Quoted passage:
START

This might also be a problem with the Hybrid Runbook Worker and there are troubleshooting steps here.

NB. I'm sure you're already aware, but please do all potentially destructive testing on a dev environment like SRE Sandbox.

edwardchalstrey1 commented 1 year ago

Having another look at this now - another thing to note is that the automated update management still tries to run for SREs that were torn down, which also results in a lot of failures:

Screenshot 2023-03-01 at 11 52 15
jemrobinson commented 1 year ago

Having another look at this now - another thing to note is that the automated update management still tries to run for SREs that were torn down, which also results in a lot of failures:

Yes, we should add "delete the automation schedules" to the SRE teardown script. If you'd like, you can manually delete them for the moment?

END

Direction A: Quote the rows below verbatim, everything from the line containing "Task: mark one point on every instance of the white tablecloth" down to the end of the rows.

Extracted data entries
START

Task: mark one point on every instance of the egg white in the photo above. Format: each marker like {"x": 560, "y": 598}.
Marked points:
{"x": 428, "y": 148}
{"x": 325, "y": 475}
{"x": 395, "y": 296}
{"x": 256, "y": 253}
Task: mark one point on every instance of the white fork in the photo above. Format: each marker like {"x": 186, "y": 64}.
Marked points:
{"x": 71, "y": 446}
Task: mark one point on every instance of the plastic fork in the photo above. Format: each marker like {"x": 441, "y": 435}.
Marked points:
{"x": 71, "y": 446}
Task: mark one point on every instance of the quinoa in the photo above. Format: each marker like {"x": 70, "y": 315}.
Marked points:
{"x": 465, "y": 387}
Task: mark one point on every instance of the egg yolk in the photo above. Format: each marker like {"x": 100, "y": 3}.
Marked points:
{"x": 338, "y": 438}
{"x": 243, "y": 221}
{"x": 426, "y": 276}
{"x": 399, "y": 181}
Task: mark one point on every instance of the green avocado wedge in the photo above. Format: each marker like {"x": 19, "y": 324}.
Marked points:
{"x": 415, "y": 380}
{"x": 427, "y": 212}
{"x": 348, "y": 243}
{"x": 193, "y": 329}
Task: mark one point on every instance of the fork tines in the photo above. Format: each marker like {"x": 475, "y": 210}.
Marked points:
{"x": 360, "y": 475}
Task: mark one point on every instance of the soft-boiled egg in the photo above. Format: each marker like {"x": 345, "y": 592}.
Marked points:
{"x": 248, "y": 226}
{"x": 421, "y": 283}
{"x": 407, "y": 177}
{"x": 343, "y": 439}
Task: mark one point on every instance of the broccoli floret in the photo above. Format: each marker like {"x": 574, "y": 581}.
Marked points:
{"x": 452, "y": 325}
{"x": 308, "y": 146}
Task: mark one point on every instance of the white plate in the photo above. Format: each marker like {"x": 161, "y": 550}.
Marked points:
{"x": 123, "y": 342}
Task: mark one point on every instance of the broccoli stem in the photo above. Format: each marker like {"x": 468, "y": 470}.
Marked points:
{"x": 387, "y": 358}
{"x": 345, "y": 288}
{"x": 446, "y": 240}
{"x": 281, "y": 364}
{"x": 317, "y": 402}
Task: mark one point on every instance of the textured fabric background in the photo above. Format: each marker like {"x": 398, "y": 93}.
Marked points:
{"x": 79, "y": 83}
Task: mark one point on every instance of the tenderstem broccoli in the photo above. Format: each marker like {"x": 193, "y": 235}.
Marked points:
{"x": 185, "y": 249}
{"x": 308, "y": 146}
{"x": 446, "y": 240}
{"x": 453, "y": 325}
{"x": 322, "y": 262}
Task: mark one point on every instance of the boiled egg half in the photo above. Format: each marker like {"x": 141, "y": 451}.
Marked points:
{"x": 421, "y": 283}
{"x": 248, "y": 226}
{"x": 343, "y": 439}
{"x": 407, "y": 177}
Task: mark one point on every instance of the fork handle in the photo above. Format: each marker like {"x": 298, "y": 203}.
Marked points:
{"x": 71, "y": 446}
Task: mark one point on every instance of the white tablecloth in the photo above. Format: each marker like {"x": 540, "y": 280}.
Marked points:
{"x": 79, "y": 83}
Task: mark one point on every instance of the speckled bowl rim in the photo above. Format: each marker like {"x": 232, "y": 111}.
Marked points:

END

Direction B: Print everything in the discussion thread above from "This might also" down to "like SRE Sandbox.", with no alterations.

Exercise output A:
Task: mark one point on every instance of the white tablecloth in the photo above. Format: each marker like {"x": 540, "y": 280}.
Marked points:
{"x": 79, "y": 83}
Task: mark one point on every instance of the speckled bowl rim in the photo above. Format: each marker like {"x": 232, "y": 111}.
Marked points:

Exercise output B:
This might also be a problem with the Hybrid Runbook Worker and there are troubleshooting steps here.

NB. I'm sure you're already aware, but please do all potentially destructive testing on a dev environment like SRE Sandbox.